Records from an annotation dataset:

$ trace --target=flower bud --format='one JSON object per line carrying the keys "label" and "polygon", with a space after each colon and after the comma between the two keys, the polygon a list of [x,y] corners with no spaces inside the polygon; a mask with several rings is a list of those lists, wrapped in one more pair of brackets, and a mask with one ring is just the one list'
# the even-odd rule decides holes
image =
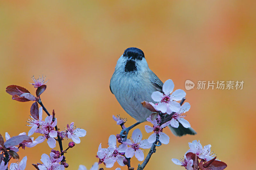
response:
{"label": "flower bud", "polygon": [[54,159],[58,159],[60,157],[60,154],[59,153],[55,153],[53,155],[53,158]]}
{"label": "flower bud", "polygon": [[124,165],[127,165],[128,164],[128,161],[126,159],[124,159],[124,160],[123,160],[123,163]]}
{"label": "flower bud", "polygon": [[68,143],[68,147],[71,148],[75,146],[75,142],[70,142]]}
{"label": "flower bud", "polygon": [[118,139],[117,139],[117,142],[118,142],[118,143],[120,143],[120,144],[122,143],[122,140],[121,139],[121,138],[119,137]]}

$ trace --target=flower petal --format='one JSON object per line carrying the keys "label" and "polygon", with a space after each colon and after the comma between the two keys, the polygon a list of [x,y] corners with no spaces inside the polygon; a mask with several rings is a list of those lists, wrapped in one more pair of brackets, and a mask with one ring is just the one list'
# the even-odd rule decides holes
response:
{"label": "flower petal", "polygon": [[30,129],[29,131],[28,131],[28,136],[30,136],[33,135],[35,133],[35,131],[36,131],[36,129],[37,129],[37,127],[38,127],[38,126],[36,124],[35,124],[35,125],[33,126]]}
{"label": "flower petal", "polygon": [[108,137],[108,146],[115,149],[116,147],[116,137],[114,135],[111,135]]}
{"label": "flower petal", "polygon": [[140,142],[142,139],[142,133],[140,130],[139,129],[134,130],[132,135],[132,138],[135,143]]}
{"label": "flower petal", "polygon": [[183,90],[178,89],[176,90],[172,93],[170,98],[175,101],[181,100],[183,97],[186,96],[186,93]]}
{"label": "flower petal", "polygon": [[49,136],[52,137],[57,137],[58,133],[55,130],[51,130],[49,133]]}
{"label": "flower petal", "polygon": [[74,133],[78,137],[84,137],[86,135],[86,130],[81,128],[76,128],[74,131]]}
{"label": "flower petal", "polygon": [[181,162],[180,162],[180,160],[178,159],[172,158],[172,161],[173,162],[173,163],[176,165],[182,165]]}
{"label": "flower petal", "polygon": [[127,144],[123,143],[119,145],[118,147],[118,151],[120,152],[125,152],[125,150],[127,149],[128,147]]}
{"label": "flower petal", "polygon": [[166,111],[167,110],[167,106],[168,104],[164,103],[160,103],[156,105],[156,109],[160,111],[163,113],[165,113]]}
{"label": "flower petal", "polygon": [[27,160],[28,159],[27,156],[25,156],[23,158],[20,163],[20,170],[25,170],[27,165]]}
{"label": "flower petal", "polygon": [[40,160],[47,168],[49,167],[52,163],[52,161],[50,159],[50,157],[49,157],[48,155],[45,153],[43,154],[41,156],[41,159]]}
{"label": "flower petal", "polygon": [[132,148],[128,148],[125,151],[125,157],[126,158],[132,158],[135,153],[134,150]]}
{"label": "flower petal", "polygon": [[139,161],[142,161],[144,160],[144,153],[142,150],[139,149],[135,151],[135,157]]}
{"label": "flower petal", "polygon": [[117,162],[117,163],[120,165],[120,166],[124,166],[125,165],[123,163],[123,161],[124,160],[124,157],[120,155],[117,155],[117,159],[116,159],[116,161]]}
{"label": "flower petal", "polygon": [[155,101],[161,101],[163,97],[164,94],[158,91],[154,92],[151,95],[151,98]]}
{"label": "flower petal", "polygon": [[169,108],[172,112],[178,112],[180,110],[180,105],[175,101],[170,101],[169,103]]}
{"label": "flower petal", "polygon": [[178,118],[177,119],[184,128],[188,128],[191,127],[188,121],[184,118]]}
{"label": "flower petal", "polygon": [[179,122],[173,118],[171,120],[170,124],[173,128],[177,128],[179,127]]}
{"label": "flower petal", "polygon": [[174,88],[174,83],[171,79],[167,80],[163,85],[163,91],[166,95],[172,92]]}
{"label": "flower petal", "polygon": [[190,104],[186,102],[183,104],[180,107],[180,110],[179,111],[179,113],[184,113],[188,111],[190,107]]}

*WHAT THE EXERCISE ASKS:* Select every line of the items above that contains the word "keys" and copy each one in full. Case counts.

*CORRECT RESPONSE:*
$ trace --target=flower bud --format='one JSON object per line carrying the keys "label" and "polygon", with a space after each colon and after the comma between the two keys, the polygon a list of [x,y] corners with no spaces inside the polygon; a mask with several rings is a list of those lists, wrapped in one more pair of brackets, and a mask with one ring is just the one list'
$ trace --target=flower petal --format='one JSON object per line carrying the keys "label" and "polygon", with a space after each colon and after the comma between the two keys, the polygon a list of [x,y] corners with no spaces inside the polygon; a mask with several rings is a list of those lists, wrapped in one more pair of brackets, and a mask with one ring is just the one list'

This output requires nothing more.